(Raw records)
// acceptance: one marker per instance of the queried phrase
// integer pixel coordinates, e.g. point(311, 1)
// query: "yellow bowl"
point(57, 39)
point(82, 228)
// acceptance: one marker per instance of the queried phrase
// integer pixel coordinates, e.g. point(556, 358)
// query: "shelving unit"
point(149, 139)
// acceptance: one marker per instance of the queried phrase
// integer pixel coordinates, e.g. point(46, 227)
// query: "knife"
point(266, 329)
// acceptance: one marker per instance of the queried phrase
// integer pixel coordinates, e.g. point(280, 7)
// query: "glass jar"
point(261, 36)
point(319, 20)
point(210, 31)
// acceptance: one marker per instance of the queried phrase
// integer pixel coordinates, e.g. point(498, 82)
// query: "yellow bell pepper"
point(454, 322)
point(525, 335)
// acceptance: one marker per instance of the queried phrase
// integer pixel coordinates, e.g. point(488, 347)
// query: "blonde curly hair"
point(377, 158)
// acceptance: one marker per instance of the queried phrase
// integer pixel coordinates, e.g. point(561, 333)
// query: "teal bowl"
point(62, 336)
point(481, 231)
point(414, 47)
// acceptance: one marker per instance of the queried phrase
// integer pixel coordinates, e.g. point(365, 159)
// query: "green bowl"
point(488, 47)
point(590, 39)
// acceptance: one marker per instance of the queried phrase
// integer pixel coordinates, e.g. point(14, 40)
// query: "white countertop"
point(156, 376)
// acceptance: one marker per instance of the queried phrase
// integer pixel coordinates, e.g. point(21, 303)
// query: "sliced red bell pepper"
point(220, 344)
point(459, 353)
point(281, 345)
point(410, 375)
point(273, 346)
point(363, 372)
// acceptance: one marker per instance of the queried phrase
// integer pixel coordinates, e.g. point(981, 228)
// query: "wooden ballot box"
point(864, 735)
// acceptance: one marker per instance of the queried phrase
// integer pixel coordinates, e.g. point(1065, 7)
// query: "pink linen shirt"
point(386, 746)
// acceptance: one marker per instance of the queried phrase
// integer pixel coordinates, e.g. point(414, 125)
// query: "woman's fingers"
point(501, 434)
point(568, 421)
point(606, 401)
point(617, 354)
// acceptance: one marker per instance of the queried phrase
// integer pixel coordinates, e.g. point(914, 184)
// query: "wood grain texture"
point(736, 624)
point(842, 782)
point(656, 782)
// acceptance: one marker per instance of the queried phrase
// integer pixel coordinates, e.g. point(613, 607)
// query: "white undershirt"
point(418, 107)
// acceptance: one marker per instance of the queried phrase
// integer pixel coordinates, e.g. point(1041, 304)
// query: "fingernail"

Goal >>
Render the items from the beginning up to and including the line containing "point(377, 158)" as a numbered list, skipping any blank lines.

Exercise response >>
1. // acceptance: one marker per instance of the queried phrase
2. // integer pixel coordinates, e.g. point(311, 1)
3. // query: "yellow bowl"
4. point(57, 39)
5. point(82, 228)
6. // acceptance: one marker per instance of the queried phrase
7. // integer pixel coordinates, e.g. point(556, 358)
8. // query: "shelving unit"
9. point(149, 139)
10. // acceptance: one marker per instance of the queried phrase
11. // integer pixel coordinates, e.g. point(46, 227)
12. // query: "knife"
13. point(266, 329)
14. // acceptance: one marker per instance of the queried phrase
15. // integer pixel coordinates, e.g. point(280, 7)
16. // query: "glass jar"
17. point(261, 36)
18. point(319, 20)
19. point(210, 31)
20. // acceptance: one marker per instance of the queried phrase
21. // integer pixel coordinates, e.g. point(498, 82)
22. // query: "yellow bell pepper"
23. point(454, 322)
24. point(525, 335)
25. // acceptance: one marker per instance of the queried phrase
26. // integer pixel coordinates, e.g. point(488, 347)
27. // query: "blonde curly hair"
28. point(377, 158)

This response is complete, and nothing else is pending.